Goal of the exercise — Please reproduce the whole listing without altering anything.

[Start of section]

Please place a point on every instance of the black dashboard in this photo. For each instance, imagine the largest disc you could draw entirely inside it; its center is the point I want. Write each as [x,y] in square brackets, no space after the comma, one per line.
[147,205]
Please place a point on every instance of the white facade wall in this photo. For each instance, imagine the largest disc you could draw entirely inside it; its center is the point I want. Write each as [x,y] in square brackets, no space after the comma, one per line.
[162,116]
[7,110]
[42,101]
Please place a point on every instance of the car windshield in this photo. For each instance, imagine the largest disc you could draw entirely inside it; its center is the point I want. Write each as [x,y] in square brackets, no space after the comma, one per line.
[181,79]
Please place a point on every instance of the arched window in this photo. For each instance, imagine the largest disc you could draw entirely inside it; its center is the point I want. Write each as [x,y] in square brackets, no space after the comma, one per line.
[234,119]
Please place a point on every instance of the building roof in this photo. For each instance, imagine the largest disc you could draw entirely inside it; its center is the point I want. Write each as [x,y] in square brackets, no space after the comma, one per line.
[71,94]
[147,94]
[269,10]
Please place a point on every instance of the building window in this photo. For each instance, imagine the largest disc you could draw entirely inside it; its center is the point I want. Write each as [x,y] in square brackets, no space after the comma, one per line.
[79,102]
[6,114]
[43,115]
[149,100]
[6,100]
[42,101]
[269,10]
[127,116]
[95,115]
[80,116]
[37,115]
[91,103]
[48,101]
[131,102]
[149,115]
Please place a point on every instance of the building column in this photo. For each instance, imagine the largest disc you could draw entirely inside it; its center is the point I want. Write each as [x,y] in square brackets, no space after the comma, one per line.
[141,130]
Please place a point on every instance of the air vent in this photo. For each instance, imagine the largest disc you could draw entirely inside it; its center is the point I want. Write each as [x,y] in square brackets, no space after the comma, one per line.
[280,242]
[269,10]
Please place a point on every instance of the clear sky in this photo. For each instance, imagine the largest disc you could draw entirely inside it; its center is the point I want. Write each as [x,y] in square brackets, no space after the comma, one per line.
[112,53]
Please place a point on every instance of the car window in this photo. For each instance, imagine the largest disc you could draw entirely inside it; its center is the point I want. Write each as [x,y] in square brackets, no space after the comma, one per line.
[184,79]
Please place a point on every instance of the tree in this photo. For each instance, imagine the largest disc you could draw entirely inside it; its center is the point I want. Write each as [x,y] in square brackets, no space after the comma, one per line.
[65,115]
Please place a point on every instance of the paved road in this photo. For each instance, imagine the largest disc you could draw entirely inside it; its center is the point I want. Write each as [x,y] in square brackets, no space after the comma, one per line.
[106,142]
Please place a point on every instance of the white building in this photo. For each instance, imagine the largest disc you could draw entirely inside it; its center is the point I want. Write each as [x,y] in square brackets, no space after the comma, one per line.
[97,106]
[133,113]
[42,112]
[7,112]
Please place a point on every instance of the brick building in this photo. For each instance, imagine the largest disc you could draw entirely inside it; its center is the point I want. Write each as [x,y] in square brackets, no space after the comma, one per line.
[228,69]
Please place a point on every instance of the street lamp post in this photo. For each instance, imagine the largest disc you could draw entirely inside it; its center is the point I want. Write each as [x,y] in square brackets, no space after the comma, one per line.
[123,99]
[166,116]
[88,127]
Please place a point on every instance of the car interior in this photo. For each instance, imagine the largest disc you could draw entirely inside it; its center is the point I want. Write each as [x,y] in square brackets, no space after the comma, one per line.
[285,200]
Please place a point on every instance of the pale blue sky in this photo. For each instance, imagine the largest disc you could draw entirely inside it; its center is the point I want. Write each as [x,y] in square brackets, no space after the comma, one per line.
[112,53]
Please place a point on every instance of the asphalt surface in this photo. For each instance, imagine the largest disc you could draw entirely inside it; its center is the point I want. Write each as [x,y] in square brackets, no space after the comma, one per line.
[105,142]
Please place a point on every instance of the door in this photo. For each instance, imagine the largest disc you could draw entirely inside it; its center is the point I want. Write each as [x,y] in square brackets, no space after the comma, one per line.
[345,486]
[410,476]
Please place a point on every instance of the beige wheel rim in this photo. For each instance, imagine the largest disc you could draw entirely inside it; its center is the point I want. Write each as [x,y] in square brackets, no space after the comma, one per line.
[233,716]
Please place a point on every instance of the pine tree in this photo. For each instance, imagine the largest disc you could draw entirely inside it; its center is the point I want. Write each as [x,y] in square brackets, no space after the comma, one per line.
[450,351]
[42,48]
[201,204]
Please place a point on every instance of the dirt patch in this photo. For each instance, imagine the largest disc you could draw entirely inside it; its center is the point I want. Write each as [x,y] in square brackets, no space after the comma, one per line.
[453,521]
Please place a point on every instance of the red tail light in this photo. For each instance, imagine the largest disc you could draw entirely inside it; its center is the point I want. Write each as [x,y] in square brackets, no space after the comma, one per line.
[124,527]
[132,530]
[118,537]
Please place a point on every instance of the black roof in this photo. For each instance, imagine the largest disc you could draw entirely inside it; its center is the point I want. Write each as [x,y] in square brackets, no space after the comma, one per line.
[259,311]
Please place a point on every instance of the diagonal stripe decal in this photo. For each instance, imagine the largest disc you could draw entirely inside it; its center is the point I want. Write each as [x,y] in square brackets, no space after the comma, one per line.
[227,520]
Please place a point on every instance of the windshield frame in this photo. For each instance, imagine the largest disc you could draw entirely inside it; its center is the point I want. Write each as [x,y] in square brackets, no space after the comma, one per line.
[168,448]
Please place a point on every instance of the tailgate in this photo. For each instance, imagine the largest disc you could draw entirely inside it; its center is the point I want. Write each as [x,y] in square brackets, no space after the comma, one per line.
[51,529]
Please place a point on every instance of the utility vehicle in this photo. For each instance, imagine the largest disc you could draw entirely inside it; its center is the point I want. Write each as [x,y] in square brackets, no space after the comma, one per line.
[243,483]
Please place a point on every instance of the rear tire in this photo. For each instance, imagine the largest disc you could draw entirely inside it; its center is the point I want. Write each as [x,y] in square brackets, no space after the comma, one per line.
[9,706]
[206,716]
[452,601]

[End of section]

Reply —
Please place a point on every instance of the black dashboard in this photo. For each instance, imagine the largest disc you could draw entirely inside it; its center is the point I want. Write each as [x,y] in square brackets, no space after the comma, one per line.
[147,205]
Please place a point on every instance of the white facade wall in this photo. For each instance, imagine the largest disc you could draw entirely inside it; its center is the point I want. Write each as [x,y] in square brackets, no space after the comma, one per line.
[162,116]
[7,110]
[42,101]
Please place a point on every instance of the car windshield in this photo. For each instance, imagine the largest disc you could draw entirely inside it; its center is the point I want. Write each as [x,y] in square brackets, no space after the comma, one per line.
[181,79]
Please place a point on every instance of the arched window in this photo. For each instance, imagine the largest disc you could draw entirely inside it; its center is the point I want. Write each as [x,y] in square brackets, no space after the comma, one per line.
[234,119]
Please place a point on every instance of the building roof in this photo. For each instance, imagine the largest disc you could draw entirely inside it; its center is the point I want. Write each as [x,y] in square brackets, no space after the comma, one per line.
[71,94]
[147,94]
[269,10]
Please place a point on every instance of the building window in this photo. For each instance, imagine the largest disc you could draw entirely inside it; its center is the point I want. Write each as [x,y] in square brackets, no space after the comma, one per line.
[79,102]
[6,114]
[43,115]
[149,100]
[6,100]
[42,101]
[269,10]
[127,116]
[95,115]
[80,116]
[37,115]
[91,103]
[48,101]
[131,102]
[149,115]
Please place a point on every instance of the building column in this photo. For each instance, imagine the largest disc you could draw entirely inside it; its center is the point I want. Write each as [x,y] in square brackets, no space after the comma, one per line.
[141,130]
Please place a point on every instance of the air vent in this photo. For each instance, imagine the largest disc you could draw entirely inside it; its center is the point I want. Write each as [x,y] in square brackets, no space after the comma, one per line.
[280,242]
[269,10]
Please place a point on every instance of the clear sky in this photo. For each instance, imagine the largest disc you could draw entirely inside it; its center is the point I want. Write each as [x,y] in square brackets, no space after the comma, one per line.
[112,53]
Please place a point on every instance of the car window in this photo. For each instance, imagine the largest disc you could draw entirely inside it; its center is the point I want. Write each as [x,y] in square brackets, no space after the comma, one per line.
[184,79]
Please place a point on every instance of the tree in this photo. For each instance, imagine the largest disc you could draw entirely inside it; its center is the point I want. Write each as [x,y] in square brackets, no space after the comma, one per line.
[65,115]
Please place a point on every instance of the paved road in this photo. For each instance, imagine the largest disc you could draw entirely inside it; its center is the point I want. Write each as [x,y] in square brackets, no space after the comma, one per line.
[106,142]
Please place a point on every instance of the white building in this photo. For each instance, imagine the largest disc you could draw entirely inside it; its center is the point I want. Write each as [x,y] in square brackets, no space after the comma, one per line.
[97,106]
[133,113]
[42,112]
[7,112]
Please place a point on every instance of the brick building in this photo. For each instance, imagine the largest disc you could draw entirely inside it; its center is the point I want. Write each as [x,y] in square brackets, no space after the comma, one per line.
[228,69]
Please place a point on every instance of the street lamp post in this photo. For each instance, imagine the largest disc you could draw entirely inside it; its center is the point I want. Write each as [x,y] in square brackets, no space after the comma, one per line.
[123,99]
[166,116]
[88,127]
Please place a point on every instance of the car interior in this photo. For each instance, imagine the largest disc you could draw entirely inside it; its center is the point I want. Write each as [x,y] in square brackets, no space after the comma, one per line.
[285,200]
Please place a point on every instance of the pale blue sky in this photo. For each instance, imagine the largest disc you could draw entirely inside it; its center is the point I want. Write each as [x,y] in square brackets, no space after the comma, one per line.
[112,53]
Please place a point on every instance of the asphalt surface in this photo. For each instance, imagine the largest disc you could draw entirely inside it; its center is the point I want. Write each as [x,y] in square brackets, no space after the comma, one per line.
[105,142]
Please place a point on every instance of the door in this photo. For each instance, imagine the largest disc you could draw entirely inside it; its center is the point I want. Write each as [x,y] in square brackets, no space after the comma, one per line.
[345,486]
[410,476]
Please place a point on every instance of the beige wheel rim in this photo. For each instance, imagine the largest disc you could draw entirely inside it; its center is the point I want. Write each as [x,y] in square brackets, no space after the comma, one per line.
[233,716]
Please place a point on every instance of the pine tree in this photo. For each instance, imagine the largest disc you could draw entirely inside it; its center is the point I want. Write each as [x,y] in square brackets, no space after the comma, one per line.
[450,351]
[42,48]
[201,204]
Please place a point on every instance of the dirt patch in this photo. For each instance, imagine the largest disc you could draw entirely inside it; its center is the point I want. Write each as [x,y] in square brackets, no space after the comma, one per line.
[453,521]
Please place a point on every instance of the red tail light in this photo. For each instance, imagine the largest disc you could draw entirely inside it; its center is the point I want. Write each as [x,y] in square brackets, no space after the comma, one per line.
[124,527]
[132,530]
[118,537]
Please place a point on every instance of the black roof in this photo. For each instance, imagine the largest disc you could draw entirely inside it; its center is the point I want. Write each as [x,y] in square brackets, no space after the comma, one per line.
[259,311]
Please place a point on every instance of the diagonal stripe decal in this photo. For each instance, imagine the largest disc you could draw entirely inside it; its center is the point I want. Write each as [x,y] in square brackets, no space after the comma, one per line.
[227,520]
Please place a point on every instance of the windshield frame in this photo. For each instance, imagine the largest disc you could draw entirely inside it; its center is the point I want. Write each as [x,y] in square brackets, no space after the comma, one per line.
[168,448]
Please place a point on every instance of the tailgate in this photo. For each instance, imagine the largest disc you could draw entirely inside it; its center is the point I want. Write each as [x,y] in square brackets, no space after the comma, one per line.
[51,529]
Please place a point on every instance of the utility vehicle in this photo. For each instance, imagine the largest disc you could draw entirely inside it; its center is the point I want. Write each as [x,y] in square brackets, no space after the comma, one per line.
[243,483]
Please place a point on every instance of the rear tire in this photo. For each instance, imagine the largest disc you could draw entirely inside it; its center is the point I want. Write each as [x,y] in square brackets, no space after the comma, one per line.
[9,706]
[206,716]
[452,601]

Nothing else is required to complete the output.